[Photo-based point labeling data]

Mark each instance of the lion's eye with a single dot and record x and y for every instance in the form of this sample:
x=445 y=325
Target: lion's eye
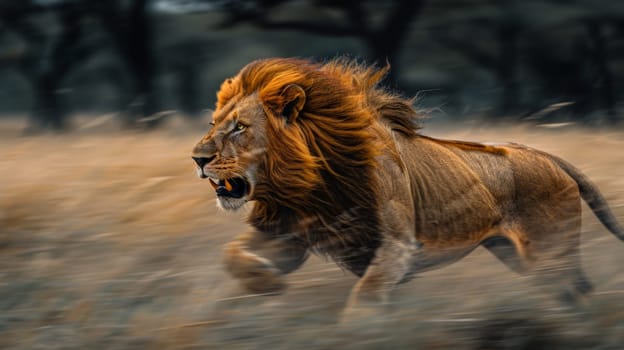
x=240 y=127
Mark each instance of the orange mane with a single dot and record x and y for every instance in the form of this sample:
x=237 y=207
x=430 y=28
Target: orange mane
x=322 y=162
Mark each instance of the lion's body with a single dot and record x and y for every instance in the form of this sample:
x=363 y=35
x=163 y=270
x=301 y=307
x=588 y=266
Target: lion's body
x=336 y=166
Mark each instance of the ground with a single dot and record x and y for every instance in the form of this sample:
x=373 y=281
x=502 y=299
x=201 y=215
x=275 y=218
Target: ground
x=108 y=240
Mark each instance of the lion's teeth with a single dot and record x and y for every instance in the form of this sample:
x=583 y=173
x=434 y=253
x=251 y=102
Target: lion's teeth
x=214 y=183
x=228 y=185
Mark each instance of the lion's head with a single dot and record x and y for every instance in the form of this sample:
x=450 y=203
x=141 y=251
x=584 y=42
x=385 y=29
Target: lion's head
x=293 y=133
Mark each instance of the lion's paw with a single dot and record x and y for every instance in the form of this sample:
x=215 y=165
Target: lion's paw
x=263 y=280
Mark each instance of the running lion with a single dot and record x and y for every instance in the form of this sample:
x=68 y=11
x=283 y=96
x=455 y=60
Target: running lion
x=335 y=165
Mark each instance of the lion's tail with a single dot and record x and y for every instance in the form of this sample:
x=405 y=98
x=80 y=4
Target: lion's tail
x=593 y=197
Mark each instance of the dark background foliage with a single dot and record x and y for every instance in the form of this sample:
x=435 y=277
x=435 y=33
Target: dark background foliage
x=545 y=60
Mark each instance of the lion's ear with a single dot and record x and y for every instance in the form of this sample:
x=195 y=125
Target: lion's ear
x=294 y=100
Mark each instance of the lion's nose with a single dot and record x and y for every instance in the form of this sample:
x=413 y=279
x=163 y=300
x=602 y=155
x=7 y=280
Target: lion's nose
x=201 y=161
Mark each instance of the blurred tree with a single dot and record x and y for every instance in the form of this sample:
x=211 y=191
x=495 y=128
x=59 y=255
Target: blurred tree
x=381 y=26
x=50 y=55
x=131 y=29
x=46 y=59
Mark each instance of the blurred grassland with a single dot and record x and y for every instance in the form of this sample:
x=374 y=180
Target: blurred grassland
x=108 y=240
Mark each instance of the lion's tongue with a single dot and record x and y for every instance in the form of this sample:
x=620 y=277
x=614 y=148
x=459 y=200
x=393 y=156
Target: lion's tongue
x=222 y=184
x=228 y=185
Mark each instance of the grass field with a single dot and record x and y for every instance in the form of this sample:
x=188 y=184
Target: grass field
x=108 y=240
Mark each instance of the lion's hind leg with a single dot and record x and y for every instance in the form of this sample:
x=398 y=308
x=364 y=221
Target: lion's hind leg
x=511 y=253
x=552 y=251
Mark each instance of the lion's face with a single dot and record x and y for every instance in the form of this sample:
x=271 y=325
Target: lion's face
x=230 y=153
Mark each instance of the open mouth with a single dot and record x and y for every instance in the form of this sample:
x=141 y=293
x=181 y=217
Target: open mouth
x=235 y=187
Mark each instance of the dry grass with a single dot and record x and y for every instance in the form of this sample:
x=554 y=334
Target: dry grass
x=108 y=240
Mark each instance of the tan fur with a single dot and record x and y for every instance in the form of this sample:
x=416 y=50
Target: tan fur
x=336 y=166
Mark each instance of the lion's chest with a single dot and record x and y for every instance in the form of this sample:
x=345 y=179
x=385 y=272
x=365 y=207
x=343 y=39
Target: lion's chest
x=349 y=240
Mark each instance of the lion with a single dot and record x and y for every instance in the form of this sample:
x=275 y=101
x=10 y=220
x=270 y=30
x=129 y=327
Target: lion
x=336 y=165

Directions for this task: Swap every "single dot" in the lines above for "single point" and leave the rest unchanged. Omit the pictures from your answer.

Result of the exercise:
Mark each instance of the lion's eye with a single point and record x and y for every instance in the form of this sample:
x=445 y=325
Target: lion's eye
x=240 y=127
Mark each instance of the orange mane with a single point and record x and y for every instance in the form of this sample:
x=237 y=207
x=430 y=28
Target: orange mane
x=322 y=162
Mark each instance of the lion's body with a single point and record x and y for every instance in the form of this sample:
x=363 y=35
x=163 y=270
x=301 y=307
x=588 y=266
Target: lion's body
x=336 y=166
Mark each instance of the ground with a single point and record x and y for every instance in the form of this sample:
x=373 y=281
x=502 y=299
x=201 y=215
x=275 y=218
Target: ground
x=108 y=240
Mark each instance of the lion's teeth with a single point and record x and y for every instance in the form of this sample:
x=583 y=173
x=434 y=253
x=251 y=102
Target: lion's teeth
x=214 y=183
x=228 y=185
Mark each instance of the lion's head with a single point and record x and y for every instance in the form of this sample:
x=450 y=203
x=141 y=251
x=584 y=42
x=385 y=29
Target: lion's head
x=293 y=133
Mark each instance of the lion's paw with a single point and record x and y for every instance in the form of this sample:
x=215 y=165
Target: lion's paw
x=263 y=280
Mark each instance of the running lion with a single point and record x and y for every instance in the form of this sample:
x=68 y=11
x=283 y=96
x=455 y=60
Target: running lion
x=335 y=165
Mark each instance of the lion's tail with a single point and record x and y for every instance in the form of this sample:
x=405 y=98
x=80 y=4
Target: lion's tail
x=593 y=197
Mark each instance of the dark background foliage with a single point and record x and y for every instance in the form of this sample:
x=435 y=277
x=435 y=33
Target: dark background foliage
x=545 y=60
Mark each instance of the lion's ear with a single point and record x and y for every instance in the form of this sample:
x=195 y=125
Target: lion's ear
x=294 y=100
Mark each instance of the lion's nose with a single point and record x and y for every instance in the form of this sample:
x=413 y=279
x=163 y=300
x=602 y=155
x=7 y=280
Target: lion's nose
x=201 y=161
Mark each instance of the blurred tree with a single point and record x and y for every instance in the form of this sample:
x=211 y=191
x=495 y=128
x=59 y=255
Target: blurred tree
x=381 y=26
x=50 y=55
x=131 y=29
x=46 y=59
Mark each instance of the blurred grassland with a single point and record x and y for every instance in the form of this sample:
x=374 y=180
Target: blurred grassland
x=108 y=240
Mark each instance of the lion's tongue with a single point and record x and y for every instance in the form of this sample:
x=620 y=277
x=614 y=148
x=459 y=200
x=393 y=156
Target: lion's tongue
x=222 y=184
x=228 y=185
Mark each instance of the grass field with a single point and record x and y for every instance in the form of this sample:
x=188 y=184
Target: grass field
x=108 y=240
Mark each instance of the lion's hind leg with a single point and record x and y for every instance in the form of this sample:
x=398 y=308
x=364 y=221
Target: lion's hind leg
x=511 y=253
x=552 y=251
Mark each instance of the lion's face with a single point and record x and y for every instance in the form of this sample:
x=271 y=325
Target: lion's face
x=230 y=153
Mark each instance of the open mouth with a single point and record x and y for every instance in the form of this sample:
x=141 y=293
x=181 y=217
Target: open mouth
x=235 y=187
Mark each instance of the dry grass with a single point and record x and y for every instance in the form of this sample:
x=554 y=334
Target: dry grass
x=108 y=240
Mark each instance of the tan fur with a single point and record x and y for every instance in the form of this sample:
x=416 y=50
Target: tan fur
x=336 y=166
Mark each instance of the lion's chest with a single point and record x and y for every instance in the form of this sample:
x=345 y=179
x=385 y=272
x=365 y=207
x=343 y=39
Target: lion's chest
x=349 y=240
Mark each instance of the lion with a single point and record x and y for every instance in the form of this sample:
x=275 y=101
x=10 y=220
x=270 y=30
x=129 y=327
Target: lion
x=336 y=165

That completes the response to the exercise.